===== EXTRACTED INFORMATION

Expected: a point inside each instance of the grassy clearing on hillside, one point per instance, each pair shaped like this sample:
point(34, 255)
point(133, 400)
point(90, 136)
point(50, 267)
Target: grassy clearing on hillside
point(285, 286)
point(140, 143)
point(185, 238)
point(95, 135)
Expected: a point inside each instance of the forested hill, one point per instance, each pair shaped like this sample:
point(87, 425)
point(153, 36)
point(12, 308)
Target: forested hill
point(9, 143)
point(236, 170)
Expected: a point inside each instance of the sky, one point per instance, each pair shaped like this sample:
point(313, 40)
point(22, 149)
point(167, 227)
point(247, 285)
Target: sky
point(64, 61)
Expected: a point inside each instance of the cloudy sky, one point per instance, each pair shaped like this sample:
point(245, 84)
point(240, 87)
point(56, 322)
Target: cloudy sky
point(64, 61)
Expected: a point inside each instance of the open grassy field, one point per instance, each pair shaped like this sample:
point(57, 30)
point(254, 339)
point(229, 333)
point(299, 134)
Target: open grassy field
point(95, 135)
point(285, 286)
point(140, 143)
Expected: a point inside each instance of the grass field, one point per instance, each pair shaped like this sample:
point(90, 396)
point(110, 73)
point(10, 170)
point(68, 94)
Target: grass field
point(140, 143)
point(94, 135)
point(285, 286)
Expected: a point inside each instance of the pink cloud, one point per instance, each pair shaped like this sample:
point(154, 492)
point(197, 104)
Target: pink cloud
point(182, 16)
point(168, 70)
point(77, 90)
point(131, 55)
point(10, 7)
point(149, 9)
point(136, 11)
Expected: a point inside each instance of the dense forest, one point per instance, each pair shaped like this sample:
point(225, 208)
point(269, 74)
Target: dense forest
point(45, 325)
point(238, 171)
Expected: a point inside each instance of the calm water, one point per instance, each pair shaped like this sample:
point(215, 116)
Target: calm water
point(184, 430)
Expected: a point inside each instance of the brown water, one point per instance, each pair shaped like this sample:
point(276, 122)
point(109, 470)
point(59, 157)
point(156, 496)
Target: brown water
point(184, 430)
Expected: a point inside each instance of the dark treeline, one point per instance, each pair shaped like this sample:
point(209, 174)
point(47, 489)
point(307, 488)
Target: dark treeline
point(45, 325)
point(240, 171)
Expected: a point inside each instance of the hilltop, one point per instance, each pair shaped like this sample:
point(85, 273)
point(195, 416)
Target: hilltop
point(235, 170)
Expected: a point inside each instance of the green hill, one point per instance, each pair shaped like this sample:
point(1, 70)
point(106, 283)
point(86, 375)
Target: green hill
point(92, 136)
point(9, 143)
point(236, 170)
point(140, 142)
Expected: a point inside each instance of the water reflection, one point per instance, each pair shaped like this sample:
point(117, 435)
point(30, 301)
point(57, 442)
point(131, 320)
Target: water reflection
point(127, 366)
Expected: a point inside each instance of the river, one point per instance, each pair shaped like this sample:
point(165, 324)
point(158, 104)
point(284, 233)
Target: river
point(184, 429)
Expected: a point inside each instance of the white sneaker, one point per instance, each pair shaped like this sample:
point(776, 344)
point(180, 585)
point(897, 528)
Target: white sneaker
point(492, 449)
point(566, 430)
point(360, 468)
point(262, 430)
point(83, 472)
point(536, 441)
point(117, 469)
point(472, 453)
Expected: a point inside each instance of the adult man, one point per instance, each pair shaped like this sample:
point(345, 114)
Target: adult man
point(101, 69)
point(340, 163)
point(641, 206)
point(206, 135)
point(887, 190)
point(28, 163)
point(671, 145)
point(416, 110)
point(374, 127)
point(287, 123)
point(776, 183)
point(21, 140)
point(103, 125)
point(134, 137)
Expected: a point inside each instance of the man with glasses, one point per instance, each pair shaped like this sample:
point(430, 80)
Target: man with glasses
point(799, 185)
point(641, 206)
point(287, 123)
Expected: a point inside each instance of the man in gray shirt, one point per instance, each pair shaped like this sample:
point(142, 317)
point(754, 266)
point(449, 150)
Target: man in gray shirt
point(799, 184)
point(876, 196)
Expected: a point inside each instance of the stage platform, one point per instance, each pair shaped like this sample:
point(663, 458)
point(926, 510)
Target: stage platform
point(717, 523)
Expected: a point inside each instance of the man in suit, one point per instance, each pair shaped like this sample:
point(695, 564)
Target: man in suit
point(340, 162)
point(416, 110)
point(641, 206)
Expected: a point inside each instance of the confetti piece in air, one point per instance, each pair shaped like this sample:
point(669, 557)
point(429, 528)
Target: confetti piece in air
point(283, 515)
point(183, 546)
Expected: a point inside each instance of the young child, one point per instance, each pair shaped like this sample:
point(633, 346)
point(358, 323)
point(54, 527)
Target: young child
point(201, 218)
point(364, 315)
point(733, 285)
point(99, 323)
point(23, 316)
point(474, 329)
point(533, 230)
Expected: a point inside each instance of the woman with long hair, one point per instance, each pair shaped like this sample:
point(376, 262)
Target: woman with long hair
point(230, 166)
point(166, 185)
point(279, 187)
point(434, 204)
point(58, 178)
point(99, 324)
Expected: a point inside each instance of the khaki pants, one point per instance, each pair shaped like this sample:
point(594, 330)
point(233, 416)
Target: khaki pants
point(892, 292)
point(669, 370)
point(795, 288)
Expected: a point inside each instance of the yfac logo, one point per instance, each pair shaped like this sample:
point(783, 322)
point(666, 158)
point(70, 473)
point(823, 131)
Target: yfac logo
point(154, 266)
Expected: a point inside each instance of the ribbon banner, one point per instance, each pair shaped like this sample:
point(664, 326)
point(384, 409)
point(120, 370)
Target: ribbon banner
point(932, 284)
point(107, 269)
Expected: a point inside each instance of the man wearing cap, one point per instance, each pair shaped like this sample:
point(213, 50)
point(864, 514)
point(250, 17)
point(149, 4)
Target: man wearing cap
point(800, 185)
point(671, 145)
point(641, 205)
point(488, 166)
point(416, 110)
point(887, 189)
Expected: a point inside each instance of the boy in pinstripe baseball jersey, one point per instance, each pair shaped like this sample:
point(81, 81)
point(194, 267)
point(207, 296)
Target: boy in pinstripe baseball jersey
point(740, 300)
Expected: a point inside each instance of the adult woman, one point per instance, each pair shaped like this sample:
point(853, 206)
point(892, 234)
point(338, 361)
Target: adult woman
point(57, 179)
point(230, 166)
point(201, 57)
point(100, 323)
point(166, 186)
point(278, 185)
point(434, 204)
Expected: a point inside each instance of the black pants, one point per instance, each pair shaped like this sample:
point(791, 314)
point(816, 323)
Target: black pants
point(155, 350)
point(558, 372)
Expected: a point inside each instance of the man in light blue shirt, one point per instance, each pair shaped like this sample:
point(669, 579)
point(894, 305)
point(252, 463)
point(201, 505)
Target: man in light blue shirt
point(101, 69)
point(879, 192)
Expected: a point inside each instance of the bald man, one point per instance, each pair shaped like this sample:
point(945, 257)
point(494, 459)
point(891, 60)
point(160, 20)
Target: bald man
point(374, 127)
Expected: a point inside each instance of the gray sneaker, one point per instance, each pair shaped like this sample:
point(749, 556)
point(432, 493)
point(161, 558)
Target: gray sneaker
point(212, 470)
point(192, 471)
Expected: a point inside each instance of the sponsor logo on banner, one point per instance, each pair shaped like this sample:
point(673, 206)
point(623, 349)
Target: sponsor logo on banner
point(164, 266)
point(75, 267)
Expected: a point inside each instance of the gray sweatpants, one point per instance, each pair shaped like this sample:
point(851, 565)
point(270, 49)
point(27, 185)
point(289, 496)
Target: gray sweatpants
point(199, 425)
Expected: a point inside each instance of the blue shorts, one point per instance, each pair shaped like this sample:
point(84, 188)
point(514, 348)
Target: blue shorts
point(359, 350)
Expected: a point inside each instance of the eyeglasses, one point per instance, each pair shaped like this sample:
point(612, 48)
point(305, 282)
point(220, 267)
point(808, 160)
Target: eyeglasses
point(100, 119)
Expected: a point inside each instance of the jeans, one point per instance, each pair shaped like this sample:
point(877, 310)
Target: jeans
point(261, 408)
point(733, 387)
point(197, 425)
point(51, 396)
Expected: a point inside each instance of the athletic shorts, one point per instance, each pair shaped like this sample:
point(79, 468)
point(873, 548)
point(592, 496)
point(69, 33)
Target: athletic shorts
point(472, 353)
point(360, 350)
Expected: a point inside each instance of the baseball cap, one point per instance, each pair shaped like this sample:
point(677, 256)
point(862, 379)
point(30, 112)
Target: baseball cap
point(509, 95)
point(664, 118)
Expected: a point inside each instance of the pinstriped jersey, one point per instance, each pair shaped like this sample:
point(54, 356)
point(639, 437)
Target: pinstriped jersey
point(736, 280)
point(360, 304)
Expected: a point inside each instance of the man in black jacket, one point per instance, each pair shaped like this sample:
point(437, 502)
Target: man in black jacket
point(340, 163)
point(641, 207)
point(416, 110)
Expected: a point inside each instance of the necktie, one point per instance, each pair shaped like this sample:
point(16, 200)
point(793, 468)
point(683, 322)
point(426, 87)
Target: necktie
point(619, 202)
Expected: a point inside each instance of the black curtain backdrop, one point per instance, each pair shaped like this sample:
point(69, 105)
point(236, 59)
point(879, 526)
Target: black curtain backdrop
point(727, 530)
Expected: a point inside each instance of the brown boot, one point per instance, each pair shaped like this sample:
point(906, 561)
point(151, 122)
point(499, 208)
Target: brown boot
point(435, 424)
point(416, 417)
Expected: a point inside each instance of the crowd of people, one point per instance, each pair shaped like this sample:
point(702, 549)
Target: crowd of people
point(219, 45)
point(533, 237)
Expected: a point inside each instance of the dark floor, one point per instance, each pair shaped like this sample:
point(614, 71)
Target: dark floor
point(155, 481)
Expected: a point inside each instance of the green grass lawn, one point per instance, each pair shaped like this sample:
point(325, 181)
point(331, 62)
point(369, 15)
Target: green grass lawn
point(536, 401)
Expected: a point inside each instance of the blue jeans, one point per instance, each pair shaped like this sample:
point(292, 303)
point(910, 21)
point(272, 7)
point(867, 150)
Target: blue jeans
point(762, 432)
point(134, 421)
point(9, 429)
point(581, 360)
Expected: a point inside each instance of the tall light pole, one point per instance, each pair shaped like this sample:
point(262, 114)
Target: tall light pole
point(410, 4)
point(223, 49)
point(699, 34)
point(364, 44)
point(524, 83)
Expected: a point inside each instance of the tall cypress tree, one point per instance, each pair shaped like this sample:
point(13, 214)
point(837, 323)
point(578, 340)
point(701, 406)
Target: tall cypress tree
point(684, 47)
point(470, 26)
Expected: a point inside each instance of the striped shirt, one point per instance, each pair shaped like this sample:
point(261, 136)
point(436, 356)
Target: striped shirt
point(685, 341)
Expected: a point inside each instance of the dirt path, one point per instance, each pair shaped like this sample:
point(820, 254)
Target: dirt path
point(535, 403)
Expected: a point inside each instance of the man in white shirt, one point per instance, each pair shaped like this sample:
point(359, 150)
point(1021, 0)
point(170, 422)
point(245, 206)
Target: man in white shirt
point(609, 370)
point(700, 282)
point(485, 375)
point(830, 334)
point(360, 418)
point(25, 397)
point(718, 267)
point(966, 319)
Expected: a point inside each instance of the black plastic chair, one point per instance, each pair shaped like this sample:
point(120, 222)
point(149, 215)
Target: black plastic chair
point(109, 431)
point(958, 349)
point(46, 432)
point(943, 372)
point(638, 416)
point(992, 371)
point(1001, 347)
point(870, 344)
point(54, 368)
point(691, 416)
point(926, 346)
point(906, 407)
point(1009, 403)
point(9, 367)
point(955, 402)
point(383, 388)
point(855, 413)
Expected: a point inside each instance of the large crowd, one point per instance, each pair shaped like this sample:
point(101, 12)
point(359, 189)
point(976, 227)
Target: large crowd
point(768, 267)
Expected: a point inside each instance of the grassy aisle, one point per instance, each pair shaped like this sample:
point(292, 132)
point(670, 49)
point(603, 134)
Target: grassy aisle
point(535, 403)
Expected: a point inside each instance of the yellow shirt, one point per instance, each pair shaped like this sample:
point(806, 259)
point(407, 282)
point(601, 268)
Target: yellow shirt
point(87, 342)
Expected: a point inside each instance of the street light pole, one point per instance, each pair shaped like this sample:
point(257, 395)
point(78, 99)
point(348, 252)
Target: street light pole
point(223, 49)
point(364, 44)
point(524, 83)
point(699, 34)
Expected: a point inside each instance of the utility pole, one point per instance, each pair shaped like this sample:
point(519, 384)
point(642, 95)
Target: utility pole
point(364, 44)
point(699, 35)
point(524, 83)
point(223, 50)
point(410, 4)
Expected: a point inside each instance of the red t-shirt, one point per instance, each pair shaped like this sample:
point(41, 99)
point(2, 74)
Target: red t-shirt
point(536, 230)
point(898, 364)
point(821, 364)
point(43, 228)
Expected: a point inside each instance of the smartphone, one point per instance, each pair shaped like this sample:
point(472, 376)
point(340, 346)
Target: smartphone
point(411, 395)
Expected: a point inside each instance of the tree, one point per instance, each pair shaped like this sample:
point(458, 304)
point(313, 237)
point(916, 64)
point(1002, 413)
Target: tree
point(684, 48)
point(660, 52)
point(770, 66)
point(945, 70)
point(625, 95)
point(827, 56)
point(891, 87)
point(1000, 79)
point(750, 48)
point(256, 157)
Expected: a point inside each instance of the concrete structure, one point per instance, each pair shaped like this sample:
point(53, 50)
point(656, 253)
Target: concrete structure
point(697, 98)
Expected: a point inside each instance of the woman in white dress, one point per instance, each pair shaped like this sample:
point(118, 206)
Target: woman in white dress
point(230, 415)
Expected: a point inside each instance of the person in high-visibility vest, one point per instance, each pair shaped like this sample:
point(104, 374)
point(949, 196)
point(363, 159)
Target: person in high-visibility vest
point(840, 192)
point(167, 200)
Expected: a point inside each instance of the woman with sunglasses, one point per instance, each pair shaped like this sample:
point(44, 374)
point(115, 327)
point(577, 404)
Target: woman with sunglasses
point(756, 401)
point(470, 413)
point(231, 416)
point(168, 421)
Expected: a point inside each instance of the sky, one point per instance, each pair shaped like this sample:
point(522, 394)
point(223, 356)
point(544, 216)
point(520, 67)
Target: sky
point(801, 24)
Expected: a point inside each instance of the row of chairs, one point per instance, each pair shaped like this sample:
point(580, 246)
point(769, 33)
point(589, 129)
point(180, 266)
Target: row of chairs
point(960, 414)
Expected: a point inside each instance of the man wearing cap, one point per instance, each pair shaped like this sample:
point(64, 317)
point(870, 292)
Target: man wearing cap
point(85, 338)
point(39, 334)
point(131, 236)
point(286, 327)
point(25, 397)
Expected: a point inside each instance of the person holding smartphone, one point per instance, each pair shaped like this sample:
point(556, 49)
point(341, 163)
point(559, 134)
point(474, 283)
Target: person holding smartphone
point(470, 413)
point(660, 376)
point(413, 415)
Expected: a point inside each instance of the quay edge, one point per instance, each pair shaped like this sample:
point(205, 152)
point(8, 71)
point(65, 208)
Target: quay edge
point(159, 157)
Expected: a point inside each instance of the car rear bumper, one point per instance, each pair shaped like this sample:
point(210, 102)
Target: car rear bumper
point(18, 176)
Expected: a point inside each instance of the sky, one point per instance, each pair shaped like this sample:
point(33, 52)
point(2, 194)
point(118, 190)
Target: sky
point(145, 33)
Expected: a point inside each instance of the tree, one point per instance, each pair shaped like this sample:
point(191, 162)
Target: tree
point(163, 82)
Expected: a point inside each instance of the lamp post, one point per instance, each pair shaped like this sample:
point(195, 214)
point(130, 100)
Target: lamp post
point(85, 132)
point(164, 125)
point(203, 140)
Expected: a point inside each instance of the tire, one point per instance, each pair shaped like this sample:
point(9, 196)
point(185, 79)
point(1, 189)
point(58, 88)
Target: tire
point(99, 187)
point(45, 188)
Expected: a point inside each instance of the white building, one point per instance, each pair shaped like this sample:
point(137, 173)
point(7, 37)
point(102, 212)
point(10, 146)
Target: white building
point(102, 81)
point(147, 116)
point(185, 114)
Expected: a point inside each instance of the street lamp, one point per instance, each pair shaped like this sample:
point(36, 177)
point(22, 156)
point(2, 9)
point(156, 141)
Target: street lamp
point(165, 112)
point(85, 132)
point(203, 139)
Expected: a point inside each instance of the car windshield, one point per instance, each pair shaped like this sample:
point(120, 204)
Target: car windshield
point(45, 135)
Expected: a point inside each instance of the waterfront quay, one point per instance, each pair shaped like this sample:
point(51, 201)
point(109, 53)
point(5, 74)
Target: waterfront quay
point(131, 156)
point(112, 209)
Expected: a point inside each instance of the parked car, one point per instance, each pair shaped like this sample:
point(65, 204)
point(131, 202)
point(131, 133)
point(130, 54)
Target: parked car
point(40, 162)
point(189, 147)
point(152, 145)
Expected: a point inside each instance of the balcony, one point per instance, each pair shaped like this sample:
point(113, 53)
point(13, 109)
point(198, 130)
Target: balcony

==========

» EXERCISE TASK
Please render the entries from the line containing "Expected: a point inside each instance of the street lamp, one" through the final line, inclusive, as a JSON list of strings with one string per line and blank lines left out.

» SOLUTION TO THE PROBLEM
[
  "Expected: a point inside each instance of the street lamp, one point per instance, each pair shaped like this sample:",
  "point(36, 177)",
  "point(22, 156)",
  "point(2, 9)",
  "point(156, 141)",
  "Target: street lamp",
  "point(165, 112)",
  "point(85, 132)",
  "point(203, 139)",
  "Expected: a point inside each instance of the car windshield, one point per instance, each pair shaped like this sample:",
  "point(120, 204)",
  "Target: car windshield",
  "point(45, 135)",
  "Expected: a point inside each instance of the waterfront quay, one point per instance, each pair shaped like this sample:",
  "point(51, 201)",
  "point(109, 53)",
  "point(5, 74)",
  "Target: waterfront quay",
  "point(131, 156)",
  "point(112, 209)",
  "Expected: a point inside each instance of the parked car, one point per instance, each pair shaped like this sample:",
  "point(65, 204)",
  "point(131, 202)",
  "point(131, 133)",
  "point(130, 54)",
  "Target: parked car",
  "point(40, 162)",
  "point(189, 147)",
  "point(152, 145)",
  "Expected: a point inside each instance of the balcony, one point per instance, each pair shaped like this sample:",
  "point(113, 53)",
  "point(13, 109)",
  "point(198, 130)",
  "Target: balcony"
]